-- START OF Records supplied --

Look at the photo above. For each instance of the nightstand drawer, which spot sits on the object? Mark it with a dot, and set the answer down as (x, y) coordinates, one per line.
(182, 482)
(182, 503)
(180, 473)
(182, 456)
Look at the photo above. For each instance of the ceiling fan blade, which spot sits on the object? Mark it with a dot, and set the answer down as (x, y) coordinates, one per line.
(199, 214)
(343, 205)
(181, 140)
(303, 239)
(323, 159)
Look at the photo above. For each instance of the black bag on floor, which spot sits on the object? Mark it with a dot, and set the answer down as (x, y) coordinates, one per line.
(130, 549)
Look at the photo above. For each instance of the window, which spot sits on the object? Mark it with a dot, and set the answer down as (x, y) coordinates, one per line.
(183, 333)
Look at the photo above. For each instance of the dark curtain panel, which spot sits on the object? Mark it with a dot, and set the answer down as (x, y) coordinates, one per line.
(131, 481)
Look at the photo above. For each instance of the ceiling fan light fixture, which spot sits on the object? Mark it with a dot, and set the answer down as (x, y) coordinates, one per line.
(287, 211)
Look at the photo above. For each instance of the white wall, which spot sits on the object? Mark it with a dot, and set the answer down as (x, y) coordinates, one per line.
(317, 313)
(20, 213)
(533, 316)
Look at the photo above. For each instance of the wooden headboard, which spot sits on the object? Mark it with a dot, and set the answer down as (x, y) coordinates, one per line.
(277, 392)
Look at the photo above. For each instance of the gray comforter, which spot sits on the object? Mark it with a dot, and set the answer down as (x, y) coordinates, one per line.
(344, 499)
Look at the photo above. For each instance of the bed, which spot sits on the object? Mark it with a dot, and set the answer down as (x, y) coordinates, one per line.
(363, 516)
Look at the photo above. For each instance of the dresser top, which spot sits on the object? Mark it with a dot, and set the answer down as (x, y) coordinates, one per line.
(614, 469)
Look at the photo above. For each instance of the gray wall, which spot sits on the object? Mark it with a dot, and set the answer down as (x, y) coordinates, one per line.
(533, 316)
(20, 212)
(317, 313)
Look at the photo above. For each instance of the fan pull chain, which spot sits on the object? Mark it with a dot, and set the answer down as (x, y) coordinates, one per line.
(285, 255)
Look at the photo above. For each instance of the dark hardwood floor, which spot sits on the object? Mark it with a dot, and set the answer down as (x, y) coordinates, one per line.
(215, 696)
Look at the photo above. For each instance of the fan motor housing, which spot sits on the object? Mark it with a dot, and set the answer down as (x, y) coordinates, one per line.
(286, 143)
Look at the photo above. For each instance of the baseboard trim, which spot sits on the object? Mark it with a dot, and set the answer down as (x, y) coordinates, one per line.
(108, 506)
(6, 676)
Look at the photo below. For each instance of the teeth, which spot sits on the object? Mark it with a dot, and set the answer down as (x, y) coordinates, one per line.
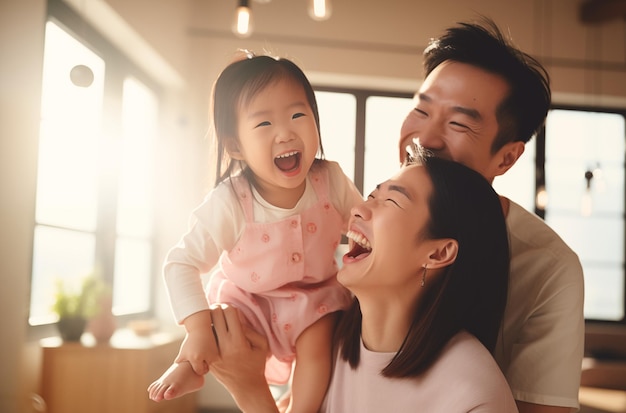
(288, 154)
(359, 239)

-- END OF Records supplied --

What the task asks — Ignore the images and quote every line of the listing exactly.

Output of the exercise —
Look at the photo above. For each instance of the nightstand drawer, which spot sits on the object? Mark it with a dot, and set the answer down as (x, y) coordinates, one per line.
(182, 482)
(182, 503)
(180, 473)
(182, 456)
Look at the photo above. For each instance of the ceiling fan blade, which spot sits on the object? Mark it with a dot, and set the answer down as (x, y) coordinates, one per line.
(199, 214)
(343, 205)
(181, 140)
(303, 239)
(323, 159)
Look at the photo above. For each instance of the black bag on floor, which spot sits on the object? Mark it with a dot, and set the answer down as (x, y) coordinates, one per line.
(130, 549)
Look at the photo above. For each instance of the window, which spot sits on the object? Mark it with a dot, and set the answer down as (x, y) coordinates, one per line.
(183, 333)
Look at the photo above. For each instance of the dark curtain panel, which spot sits on the object? Mark it with a dot, and set the answer down as (x, y) coordinates, one per line.
(131, 481)
Look at the photo above. For each instance of the ceiling fan light fixture, which spot sits on the object? Mark it with a dot, and set the answer down as (x, y) coordinates, one per line.
(287, 211)
Look at the photo above. For each instance of the white wall, which spot sits on the object? Mark it with a dot, and set the answer down as (x, y) coordinates, one per line.
(317, 313)
(20, 213)
(533, 316)
Look at the photo above. For each instance of the wooden headboard, which spot sits on the object? Mark it with a dot, and set the answer down as (x, y) coordinates, one per line.
(277, 392)
Look at the photo above. For each instance of the gray comforter, which spot sits on the object? Mark it with a dot, and set the answer down as (x, y) coordinates, one per line.
(344, 499)
Look at the photo above. For each instance of the bed, which spot sits on the object? Mark it with a dot, and set the answer down as (x, y) coordinates, one per line.
(363, 516)
Look at the photo above. For each instance of the dresser top, which spot sits on the object? Mark it with a dot, and set the answer down as (x, y) coordinates, one per line.
(614, 469)
Look at the photo above. For each instance of the gray wall, which spot sits on the object? Mark it with a dot, and set the answer down as (x, y) coordinates, one per line.
(533, 316)
(20, 212)
(317, 313)
Look at the photo above. For each instance of the fan pull chain, which spot sits on the object? Mark it with a dot, and set the answer down as (x, y) coordinates, one per line.
(285, 255)
Look at the photo above. For each instance of the dark hardwood floor, which spot sits on the object? Mark it with a dot, and set the answer down as (x, y) coordinates, one per line.
(215, 696)
Look at the photo above. For each instance of the fan motor housing, which spot sits on the object? Mark it with a dot, and set the answer down as (x, y) coordinates, one per line.
(286, 143)
Look at the photo above. For each instance of the baseboard trim, which spot sits on the object? Mark it with a dot, and set the answer down as (x, y) coordinates, one per line.
(108, 506)
(6, 676)
Look at the photo below. For each instance of the teeth, which spot sits on the object? Mark it with a dot, and set the answer down as (x, y) coordinates, one per line.
(288, 154)
(359, 239)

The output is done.